_TO DO_: Everything from the line that contains "Indicate the cabinet handle" through the final line of the records should be written out exactly, and nothing outside that span.

_Extracted records_:
-------------------------
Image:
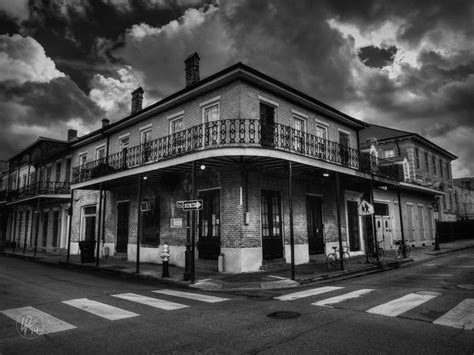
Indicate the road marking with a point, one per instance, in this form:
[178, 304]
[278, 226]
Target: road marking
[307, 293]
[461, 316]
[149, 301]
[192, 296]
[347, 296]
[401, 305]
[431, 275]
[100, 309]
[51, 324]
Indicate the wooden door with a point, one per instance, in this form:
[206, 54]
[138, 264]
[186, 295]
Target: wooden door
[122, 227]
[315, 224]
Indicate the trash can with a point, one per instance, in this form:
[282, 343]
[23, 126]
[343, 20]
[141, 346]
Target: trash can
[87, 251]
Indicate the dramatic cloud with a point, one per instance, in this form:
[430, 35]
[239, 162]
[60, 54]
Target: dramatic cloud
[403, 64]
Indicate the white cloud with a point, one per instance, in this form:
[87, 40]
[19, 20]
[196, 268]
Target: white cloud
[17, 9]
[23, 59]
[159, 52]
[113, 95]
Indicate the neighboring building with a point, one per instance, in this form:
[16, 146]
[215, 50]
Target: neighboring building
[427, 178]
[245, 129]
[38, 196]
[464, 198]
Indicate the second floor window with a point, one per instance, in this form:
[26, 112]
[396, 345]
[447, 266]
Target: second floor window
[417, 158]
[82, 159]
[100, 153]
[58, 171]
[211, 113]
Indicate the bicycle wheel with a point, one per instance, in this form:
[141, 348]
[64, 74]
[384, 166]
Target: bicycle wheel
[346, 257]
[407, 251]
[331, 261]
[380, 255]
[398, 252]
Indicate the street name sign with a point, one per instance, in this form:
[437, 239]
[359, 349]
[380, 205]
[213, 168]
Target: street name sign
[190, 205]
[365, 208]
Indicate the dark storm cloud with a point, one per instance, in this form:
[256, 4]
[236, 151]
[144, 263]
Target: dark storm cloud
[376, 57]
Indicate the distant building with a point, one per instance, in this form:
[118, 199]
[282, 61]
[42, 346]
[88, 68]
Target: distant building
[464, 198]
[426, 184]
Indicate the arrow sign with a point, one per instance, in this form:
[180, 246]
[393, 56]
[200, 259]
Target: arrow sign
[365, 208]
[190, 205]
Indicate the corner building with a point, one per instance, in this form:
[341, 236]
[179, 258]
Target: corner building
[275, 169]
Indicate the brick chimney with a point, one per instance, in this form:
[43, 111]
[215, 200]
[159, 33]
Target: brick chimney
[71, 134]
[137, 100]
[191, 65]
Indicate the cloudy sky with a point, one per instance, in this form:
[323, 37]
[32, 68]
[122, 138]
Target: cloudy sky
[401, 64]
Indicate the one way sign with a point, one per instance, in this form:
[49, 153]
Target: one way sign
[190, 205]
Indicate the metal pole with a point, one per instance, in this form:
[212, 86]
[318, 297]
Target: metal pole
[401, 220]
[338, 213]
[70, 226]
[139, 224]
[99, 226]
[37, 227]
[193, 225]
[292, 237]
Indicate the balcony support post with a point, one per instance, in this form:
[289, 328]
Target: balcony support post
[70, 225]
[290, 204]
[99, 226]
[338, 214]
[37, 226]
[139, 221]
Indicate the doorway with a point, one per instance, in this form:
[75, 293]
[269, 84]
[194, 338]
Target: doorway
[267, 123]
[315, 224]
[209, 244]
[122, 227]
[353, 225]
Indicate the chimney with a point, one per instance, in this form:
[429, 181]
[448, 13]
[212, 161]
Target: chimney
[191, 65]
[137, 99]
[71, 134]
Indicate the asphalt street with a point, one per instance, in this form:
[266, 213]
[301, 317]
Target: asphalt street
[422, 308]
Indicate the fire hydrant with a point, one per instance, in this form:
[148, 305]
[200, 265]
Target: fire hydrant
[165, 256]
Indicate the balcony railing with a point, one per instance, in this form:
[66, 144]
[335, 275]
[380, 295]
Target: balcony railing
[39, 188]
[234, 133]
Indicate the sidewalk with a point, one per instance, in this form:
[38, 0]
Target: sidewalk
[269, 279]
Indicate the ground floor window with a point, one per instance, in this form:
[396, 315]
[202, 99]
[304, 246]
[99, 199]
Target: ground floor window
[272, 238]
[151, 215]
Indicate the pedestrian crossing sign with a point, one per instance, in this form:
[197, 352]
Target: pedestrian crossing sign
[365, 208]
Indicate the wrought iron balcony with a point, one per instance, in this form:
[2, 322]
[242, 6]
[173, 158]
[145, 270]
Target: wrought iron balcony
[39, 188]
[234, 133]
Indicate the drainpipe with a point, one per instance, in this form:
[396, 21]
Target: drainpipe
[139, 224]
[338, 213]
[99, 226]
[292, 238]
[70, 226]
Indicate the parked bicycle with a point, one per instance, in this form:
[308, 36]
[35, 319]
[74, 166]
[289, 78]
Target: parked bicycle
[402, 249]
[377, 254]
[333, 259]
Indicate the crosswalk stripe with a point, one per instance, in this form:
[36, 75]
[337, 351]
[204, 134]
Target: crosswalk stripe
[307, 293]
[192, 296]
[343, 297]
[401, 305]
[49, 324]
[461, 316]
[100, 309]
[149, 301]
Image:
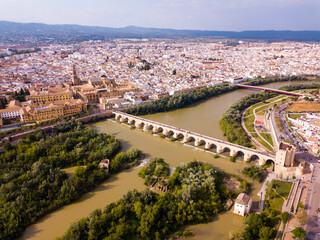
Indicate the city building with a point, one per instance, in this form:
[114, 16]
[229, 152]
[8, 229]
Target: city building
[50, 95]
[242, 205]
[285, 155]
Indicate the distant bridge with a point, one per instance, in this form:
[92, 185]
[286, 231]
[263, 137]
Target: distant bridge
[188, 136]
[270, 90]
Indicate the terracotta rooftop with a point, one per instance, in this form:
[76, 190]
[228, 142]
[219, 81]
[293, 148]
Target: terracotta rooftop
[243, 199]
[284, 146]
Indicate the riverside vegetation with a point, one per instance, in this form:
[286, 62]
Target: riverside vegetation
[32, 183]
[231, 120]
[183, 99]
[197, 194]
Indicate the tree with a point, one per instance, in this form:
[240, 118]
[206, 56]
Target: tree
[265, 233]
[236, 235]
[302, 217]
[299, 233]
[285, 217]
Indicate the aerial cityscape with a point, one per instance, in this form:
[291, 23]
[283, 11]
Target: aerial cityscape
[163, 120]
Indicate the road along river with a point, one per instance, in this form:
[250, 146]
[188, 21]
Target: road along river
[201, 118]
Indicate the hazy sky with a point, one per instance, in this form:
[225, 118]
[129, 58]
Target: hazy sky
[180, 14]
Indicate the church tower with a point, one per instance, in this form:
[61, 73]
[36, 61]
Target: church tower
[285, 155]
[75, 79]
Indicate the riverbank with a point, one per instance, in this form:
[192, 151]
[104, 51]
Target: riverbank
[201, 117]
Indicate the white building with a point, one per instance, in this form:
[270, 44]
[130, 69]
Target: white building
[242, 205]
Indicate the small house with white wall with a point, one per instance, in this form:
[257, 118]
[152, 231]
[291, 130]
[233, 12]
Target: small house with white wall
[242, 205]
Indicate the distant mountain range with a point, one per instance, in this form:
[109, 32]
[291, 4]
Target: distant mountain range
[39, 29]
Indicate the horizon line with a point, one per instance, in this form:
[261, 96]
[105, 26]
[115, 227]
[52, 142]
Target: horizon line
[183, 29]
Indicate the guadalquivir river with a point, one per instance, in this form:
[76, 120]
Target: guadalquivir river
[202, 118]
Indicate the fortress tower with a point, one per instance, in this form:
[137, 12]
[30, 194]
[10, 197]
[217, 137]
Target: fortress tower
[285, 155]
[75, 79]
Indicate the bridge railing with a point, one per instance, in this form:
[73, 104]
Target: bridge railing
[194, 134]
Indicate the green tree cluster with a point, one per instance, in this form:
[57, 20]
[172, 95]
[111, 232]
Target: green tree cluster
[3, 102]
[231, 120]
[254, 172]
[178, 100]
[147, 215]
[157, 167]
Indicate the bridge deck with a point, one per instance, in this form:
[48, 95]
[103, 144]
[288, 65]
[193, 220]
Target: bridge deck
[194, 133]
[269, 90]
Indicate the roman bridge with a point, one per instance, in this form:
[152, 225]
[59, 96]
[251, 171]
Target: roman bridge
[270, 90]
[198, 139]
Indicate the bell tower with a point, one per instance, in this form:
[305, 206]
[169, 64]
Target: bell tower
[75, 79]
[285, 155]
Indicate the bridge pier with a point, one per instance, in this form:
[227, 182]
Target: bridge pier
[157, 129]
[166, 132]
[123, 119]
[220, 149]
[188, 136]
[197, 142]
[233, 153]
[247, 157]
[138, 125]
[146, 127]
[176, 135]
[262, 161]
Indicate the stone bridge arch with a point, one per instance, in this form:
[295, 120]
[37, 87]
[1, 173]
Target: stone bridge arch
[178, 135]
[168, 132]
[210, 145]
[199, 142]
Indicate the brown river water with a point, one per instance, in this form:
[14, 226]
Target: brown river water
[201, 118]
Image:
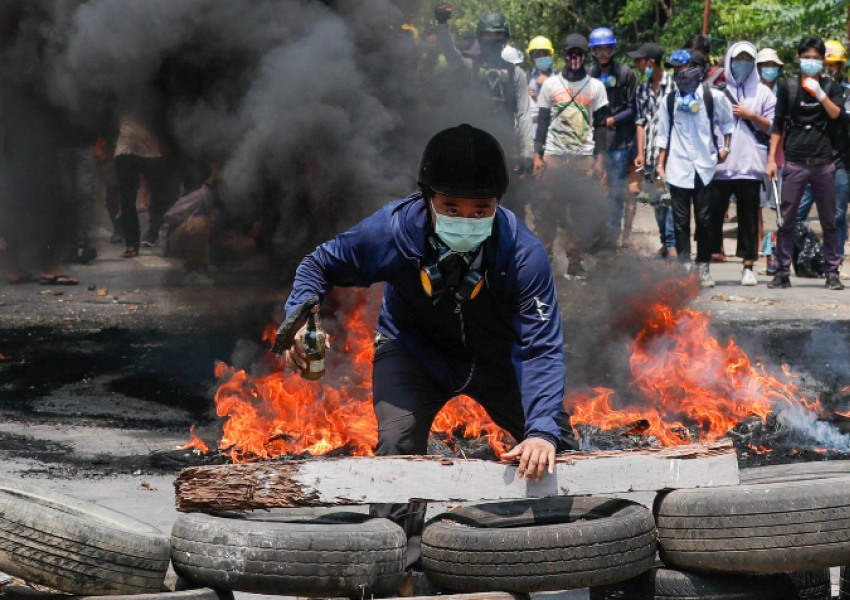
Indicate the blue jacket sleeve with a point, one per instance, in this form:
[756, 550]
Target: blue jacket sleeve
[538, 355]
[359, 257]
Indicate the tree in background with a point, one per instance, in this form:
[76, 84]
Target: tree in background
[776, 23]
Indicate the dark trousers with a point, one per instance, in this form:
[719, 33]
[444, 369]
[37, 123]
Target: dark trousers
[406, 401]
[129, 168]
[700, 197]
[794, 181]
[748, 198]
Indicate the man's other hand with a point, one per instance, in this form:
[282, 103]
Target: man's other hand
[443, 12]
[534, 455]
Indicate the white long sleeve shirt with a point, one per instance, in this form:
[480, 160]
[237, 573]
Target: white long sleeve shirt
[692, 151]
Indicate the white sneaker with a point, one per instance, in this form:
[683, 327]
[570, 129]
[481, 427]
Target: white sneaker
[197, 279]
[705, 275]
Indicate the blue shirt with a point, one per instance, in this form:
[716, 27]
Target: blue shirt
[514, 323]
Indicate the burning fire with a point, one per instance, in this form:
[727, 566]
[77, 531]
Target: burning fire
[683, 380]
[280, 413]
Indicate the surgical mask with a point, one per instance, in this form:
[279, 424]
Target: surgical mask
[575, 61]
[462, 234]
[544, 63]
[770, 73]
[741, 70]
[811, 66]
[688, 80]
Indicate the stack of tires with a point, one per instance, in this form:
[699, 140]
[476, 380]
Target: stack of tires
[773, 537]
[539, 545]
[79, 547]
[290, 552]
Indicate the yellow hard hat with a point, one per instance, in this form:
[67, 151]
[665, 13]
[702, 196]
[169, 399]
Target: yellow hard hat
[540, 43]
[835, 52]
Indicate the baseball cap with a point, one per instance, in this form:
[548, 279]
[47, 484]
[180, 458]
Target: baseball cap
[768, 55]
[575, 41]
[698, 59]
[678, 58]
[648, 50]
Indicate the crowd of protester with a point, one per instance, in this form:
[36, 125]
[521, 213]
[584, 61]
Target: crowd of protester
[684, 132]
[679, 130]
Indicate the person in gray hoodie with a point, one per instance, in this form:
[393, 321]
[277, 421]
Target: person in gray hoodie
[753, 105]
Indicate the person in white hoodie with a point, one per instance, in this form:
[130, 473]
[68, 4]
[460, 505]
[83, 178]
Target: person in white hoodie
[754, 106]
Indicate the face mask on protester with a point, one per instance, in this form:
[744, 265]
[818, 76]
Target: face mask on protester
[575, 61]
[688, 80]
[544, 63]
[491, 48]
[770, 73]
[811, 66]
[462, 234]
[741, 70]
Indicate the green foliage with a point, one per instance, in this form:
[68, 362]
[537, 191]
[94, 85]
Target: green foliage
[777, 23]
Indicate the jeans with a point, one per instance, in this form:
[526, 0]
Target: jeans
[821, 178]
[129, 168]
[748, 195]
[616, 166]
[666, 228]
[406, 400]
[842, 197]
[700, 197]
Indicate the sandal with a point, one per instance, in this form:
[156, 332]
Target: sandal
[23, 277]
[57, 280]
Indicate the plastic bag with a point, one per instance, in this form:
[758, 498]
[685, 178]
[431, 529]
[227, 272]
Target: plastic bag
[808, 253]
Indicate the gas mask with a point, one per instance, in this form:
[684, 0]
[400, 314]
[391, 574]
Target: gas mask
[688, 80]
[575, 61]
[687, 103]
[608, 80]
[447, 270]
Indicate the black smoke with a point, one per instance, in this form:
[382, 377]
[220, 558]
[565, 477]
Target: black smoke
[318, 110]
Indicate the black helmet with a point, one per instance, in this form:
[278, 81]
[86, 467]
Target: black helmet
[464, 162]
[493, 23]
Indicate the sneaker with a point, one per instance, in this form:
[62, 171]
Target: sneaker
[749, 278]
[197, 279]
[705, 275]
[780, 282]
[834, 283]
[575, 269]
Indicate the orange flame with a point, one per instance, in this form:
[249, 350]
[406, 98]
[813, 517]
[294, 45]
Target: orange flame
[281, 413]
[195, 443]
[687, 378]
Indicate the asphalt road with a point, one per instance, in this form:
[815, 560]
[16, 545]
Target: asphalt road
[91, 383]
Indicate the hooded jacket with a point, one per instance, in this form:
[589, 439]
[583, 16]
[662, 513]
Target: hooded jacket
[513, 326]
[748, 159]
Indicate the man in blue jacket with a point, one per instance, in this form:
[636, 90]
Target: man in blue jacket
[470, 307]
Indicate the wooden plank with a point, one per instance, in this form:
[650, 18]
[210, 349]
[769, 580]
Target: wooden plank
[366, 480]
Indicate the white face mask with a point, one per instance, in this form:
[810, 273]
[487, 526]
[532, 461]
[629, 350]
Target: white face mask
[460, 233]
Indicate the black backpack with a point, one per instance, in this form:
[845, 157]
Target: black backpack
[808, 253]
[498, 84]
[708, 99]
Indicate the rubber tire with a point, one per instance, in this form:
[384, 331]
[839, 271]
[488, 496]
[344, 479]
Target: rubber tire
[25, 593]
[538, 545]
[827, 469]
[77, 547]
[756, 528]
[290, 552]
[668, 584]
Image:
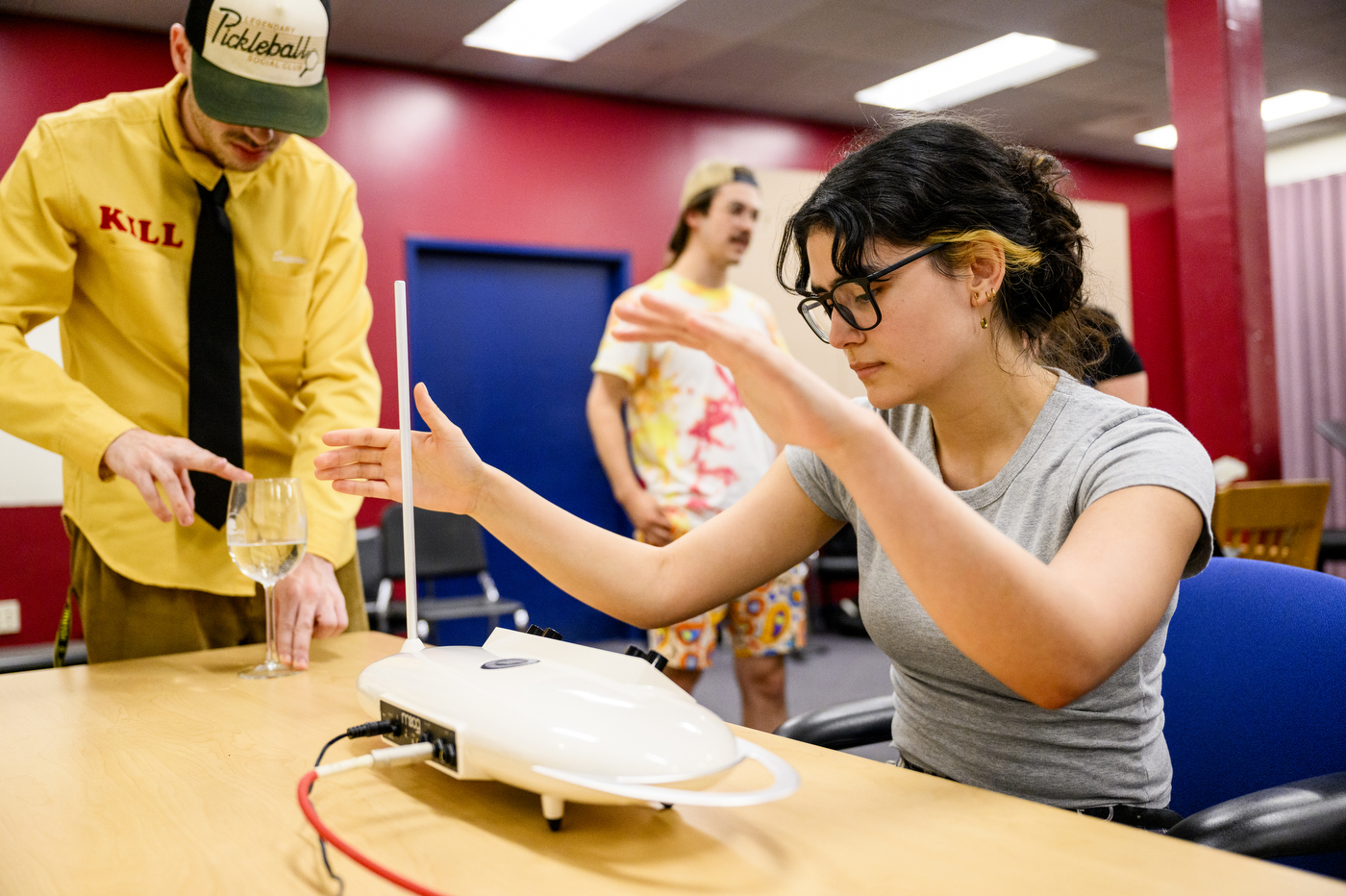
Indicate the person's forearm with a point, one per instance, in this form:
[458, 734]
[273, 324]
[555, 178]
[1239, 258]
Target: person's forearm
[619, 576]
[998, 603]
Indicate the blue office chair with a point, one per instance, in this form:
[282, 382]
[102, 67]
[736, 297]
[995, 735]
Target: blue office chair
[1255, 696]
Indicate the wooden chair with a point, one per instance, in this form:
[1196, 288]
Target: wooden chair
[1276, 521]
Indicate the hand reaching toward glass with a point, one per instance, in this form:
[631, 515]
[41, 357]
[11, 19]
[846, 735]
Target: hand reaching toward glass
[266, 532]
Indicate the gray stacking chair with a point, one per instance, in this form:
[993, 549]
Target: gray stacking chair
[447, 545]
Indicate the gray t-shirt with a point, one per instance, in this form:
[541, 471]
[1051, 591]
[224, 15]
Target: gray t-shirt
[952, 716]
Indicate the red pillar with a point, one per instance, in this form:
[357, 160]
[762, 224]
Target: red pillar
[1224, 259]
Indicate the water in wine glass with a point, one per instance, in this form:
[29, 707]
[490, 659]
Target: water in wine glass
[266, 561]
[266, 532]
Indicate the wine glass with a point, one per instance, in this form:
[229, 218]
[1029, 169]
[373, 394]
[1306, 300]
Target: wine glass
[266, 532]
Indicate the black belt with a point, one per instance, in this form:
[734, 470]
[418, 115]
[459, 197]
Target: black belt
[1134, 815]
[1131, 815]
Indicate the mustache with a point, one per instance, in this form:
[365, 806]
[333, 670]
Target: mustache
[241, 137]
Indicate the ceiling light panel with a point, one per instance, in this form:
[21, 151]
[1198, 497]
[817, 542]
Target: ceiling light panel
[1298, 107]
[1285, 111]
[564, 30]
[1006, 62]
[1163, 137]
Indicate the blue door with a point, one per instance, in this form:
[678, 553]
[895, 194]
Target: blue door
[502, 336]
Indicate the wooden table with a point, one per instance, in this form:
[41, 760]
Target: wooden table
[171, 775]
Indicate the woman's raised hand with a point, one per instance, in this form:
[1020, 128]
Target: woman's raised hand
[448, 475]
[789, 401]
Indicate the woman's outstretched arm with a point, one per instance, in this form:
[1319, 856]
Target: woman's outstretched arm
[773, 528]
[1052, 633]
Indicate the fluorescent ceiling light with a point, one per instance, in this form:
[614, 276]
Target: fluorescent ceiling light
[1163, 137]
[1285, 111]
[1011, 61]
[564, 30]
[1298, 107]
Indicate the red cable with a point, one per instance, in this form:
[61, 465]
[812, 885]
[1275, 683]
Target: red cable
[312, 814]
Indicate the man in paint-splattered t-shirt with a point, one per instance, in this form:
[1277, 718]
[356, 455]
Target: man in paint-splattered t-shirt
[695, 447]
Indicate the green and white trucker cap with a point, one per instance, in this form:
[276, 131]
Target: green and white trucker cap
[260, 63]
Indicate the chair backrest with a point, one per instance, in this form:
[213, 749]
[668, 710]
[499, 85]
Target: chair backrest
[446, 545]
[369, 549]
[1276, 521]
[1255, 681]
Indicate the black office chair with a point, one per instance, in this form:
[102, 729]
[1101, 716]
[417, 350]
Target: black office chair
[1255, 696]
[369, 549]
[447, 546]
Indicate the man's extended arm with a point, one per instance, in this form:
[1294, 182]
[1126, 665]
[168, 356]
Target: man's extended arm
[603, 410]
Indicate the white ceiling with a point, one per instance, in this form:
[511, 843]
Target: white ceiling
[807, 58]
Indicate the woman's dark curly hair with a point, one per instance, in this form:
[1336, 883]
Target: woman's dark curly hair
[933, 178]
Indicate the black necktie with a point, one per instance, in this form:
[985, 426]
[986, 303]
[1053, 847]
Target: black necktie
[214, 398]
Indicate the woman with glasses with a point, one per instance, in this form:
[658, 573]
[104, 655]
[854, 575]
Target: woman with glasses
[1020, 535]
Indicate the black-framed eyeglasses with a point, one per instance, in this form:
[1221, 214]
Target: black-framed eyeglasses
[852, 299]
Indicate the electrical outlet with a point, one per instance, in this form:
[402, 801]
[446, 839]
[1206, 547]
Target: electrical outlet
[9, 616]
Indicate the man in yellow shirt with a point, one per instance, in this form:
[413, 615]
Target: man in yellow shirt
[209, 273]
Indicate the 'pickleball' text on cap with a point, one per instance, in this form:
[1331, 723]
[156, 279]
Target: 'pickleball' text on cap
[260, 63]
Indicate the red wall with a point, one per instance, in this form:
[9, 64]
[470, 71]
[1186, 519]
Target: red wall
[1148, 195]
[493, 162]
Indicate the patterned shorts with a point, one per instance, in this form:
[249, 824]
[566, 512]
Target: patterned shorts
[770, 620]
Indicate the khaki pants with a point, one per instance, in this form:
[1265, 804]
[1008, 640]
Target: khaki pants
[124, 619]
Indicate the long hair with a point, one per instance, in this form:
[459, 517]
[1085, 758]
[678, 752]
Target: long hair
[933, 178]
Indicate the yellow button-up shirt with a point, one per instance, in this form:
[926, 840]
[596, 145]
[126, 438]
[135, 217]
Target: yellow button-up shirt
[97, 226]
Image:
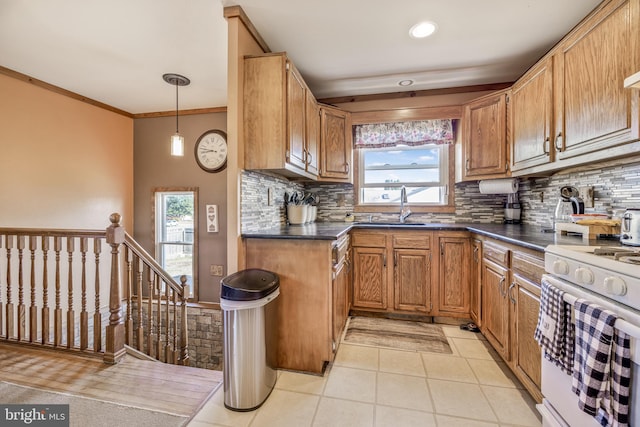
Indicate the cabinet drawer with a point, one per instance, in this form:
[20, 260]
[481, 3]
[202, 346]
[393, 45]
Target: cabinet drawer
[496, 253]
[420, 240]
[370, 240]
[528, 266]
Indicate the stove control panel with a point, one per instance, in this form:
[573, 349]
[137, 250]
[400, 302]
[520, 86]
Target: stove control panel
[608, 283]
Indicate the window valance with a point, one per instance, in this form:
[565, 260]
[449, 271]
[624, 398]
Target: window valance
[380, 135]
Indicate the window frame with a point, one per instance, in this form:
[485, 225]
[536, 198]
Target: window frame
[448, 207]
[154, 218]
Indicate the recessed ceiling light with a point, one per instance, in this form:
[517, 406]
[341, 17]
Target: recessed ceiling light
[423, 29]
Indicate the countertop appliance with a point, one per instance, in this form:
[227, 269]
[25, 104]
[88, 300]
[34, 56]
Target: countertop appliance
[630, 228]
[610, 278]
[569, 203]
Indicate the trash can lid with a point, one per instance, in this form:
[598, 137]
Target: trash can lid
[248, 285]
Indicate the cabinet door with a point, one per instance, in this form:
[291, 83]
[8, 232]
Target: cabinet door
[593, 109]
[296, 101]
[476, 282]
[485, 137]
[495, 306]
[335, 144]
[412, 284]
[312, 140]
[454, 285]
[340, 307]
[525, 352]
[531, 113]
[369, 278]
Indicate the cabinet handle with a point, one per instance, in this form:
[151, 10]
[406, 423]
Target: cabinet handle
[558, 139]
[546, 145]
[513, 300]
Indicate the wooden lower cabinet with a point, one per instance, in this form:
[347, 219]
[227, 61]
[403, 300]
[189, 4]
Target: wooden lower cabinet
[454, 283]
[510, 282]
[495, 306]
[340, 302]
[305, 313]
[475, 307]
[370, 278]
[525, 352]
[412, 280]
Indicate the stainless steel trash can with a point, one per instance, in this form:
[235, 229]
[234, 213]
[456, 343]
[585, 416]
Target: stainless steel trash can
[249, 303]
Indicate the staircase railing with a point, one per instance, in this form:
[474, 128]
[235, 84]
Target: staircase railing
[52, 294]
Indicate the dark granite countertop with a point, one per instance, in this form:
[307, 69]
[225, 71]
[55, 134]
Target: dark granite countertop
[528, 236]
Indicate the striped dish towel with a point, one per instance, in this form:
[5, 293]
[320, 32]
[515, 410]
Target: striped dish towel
-------------------------
_EXERCISE OUTPUT_:
Indicate the cabinet handle with a point, one per instance, in this form:
[151, 10]
[406, 423]
Target: cabinet handle
[558, 139]
[546, 145]
[513, 300]
Indicate the wooden lower cabinet with a point, one per instance, in this form:
[347, 219]
[227, 61]
[403, 300]
[189, 4]
Target: wooden lower cabinet
[454, 283]
[510, 282]
[495, 306]
[340, 302]
[305, 313]
[475, 307]
[370, 278]
[525, 352]
[412, 280]
Indicate the stainless steel trash can with a point, one per instance, in this form:
[235, 229]
[234, 213]
[456, 343]
[585, 416]
Target: stainless steel trash can
[249, 303]
Indicate the staircase railing with a point, one per instance, in this form:
[474, 128]
[235, 84]
Target: staircase railing
[52, 294]
Indicate the dark granite countertop with a point, one per instance, in this form:
[307, 69]
[225, 71]
[55, 134]
Target: dark granite countertop
[528, 236]
Indicate the striped dish towel with a point, one per instance, in this form:
[5, 293]
[320, 32]
[515, 410]
Target: striped dish towel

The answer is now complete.